> _Problem statement_: Output each record below exactly. No images go in the copy.

> _Exercise material_:
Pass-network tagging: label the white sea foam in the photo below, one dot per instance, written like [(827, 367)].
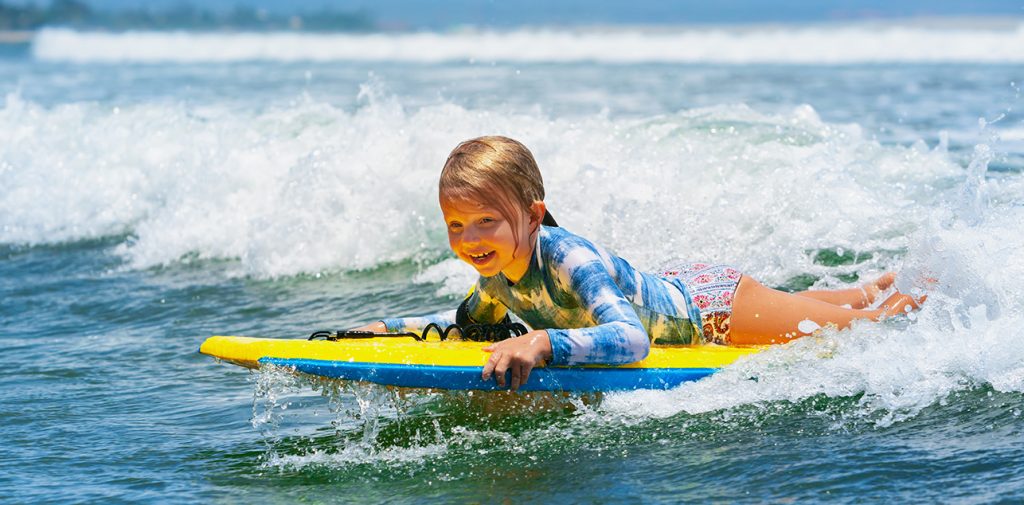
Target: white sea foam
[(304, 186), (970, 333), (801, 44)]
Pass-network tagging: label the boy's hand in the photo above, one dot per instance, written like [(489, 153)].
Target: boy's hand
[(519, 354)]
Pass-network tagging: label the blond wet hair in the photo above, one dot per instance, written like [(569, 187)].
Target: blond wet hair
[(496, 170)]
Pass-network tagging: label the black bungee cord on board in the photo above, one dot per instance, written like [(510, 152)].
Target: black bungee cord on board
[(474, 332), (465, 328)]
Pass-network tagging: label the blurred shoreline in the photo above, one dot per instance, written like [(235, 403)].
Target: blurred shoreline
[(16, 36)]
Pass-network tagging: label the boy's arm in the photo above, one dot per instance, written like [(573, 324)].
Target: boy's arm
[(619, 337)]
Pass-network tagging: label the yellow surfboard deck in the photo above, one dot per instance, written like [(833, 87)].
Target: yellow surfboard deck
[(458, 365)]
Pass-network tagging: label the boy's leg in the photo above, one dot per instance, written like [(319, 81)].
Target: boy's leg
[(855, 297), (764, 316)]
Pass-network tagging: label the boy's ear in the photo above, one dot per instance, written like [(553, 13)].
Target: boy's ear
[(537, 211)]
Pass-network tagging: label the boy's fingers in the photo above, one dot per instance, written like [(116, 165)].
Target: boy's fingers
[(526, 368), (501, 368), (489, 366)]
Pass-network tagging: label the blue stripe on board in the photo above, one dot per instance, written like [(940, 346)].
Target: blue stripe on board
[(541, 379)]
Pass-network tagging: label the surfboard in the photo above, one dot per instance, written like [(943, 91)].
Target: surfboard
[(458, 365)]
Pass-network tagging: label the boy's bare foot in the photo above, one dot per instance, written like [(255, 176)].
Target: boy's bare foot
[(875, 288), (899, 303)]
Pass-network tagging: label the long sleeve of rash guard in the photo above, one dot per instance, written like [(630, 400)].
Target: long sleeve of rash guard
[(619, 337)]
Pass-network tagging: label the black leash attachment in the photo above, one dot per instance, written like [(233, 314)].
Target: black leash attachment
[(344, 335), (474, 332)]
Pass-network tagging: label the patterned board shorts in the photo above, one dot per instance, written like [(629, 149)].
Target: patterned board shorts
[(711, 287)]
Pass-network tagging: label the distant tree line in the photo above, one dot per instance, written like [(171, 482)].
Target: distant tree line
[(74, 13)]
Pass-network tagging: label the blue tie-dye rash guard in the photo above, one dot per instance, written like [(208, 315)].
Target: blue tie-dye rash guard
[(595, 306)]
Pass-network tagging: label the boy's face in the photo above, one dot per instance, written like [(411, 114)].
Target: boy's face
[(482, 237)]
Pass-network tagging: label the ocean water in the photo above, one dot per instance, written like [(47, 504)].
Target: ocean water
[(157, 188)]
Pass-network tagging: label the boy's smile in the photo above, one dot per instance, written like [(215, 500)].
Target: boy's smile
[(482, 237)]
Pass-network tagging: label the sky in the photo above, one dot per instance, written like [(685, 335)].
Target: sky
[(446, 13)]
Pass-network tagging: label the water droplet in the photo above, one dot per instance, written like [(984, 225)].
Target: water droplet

> _Your solution_:
Pass-network tagging: label the white sea foam in the photo below, one dot per instance, written like [(827, 367)].
Target: white sea foam
[(304, 186), (970, 333), (801, 44)]
Pass-network tagging: label the boy's hand in the photo above, one dot per instance, written like [(489, 153)].
Target: boy's hand
[(519, 354)]
Pass-network tagging: label the blond wet hair in the photo above, one dot per instance, written like [(569, 187)].
Target: blond wet hair
[(496, 170)]
Pass-network tagging: label the black bungee cord on board in the photo above, one dot per instance, written like [(510, 152)].
Target: black bungee cord on board
[(474, 332), (465, 328)]
Pass-network tagging: label the blurred shoreline in the photo above, one dot per instance, written like [(235, 403)].
Target: blurred shoreline
[(16, 36)]
Pass-network tagging: label the boy's arm in the photo above, one dot per instance, written like [(573, 324)].
Target: boy's arm
[(619, 337)]
Pass-network tagging: label the yellow surfboard deck in the photo above, one dot per instance, written like [(833, 87)].
Target: yellow surfboard deck
[(458, 365)]
Pass-network tagging: label the boy's leg in the photo above, one dot per instance, written like [(319, 81)].
Target: boy's leg
[(855, 297), (764, 316)]
Pass-network tagging: label the boy's ear in the photo above, one dot per instance, written like [(553, 13)].
Target: boy's ear
[(537, 211)]
Pass-network tagging: label the boy's fingers in the photo above, one dot per instance, written like [(116, 165)].
Target: boy's fingers
[(526, 368), (501, 368), (489, 366)]
Pass-network tagging: label the blue stripe on board in the photo above, one dot per instance, written like [(940, 346)].
Target: blue stripe on board
[(541, 379)]
Pass-network tagging: label the surfboard in the photo above, one dot per instance, written like [(943, 91)].
Target: surfboard
[(458, 365)]
Pass-network tagging: label the boy's bare foot in the photo above, one dot per instance, written like [(255, 176)].
Target: boy's bare foot
[(875, 288), (899, 303)]
Pass-network tagging: label the long sleeve of rash guard in the photo above, one dot per instance, written like [(630, 400)].
Target: long sleeve of rash guard
[(619, 337)]
Pass-network tagging: label the black leash attachment in the photo above, one dot per instance, written like [(233, 314)].
Target: black leash attachment
[(344, 335), (474, 332)]
Pass-network tagging: label the patterned board shorts in the photo above, one dot per instance, written like [(629, 149)].
Target: patterned board shorts
[(711, 287)]
Pass-network tagging: label the distant tree line in the photo above, one dot per instance, written like [(171, 482)].
Target: distant tree line
[(74, 13)]
Pass-network tagging: label the blue tie-dye rash guard in the photo above, one dot per instance, written like [(208, 315)].
Target: blue tie-dye rash guard
[(595, 306)]
Pass-network tagging: label the boy's face in the photo above, one dot per instance, written like [(411, 114)].
Target: boy's face
[(482, 237)]
Pass-network tagging: label the ocean water in the photo above, one dot per instance, written like [(47, 504)].
Target: ocean water
[(157, 188)]
Pass-network tagging: label the boy's smile in the photo above, one dot per instance, written like [(215, 500)].
Target: boy's smile
[(482, 237)]
Pass-network tagging: label the sky in the photo above, one dot per instance, written like [(685, 335)].
Target: sky
[(446, 13)]
Pass-network tagging: label the water droplet in the photo above, one dot per instance, written like [(984, 225)].
Target: water droplet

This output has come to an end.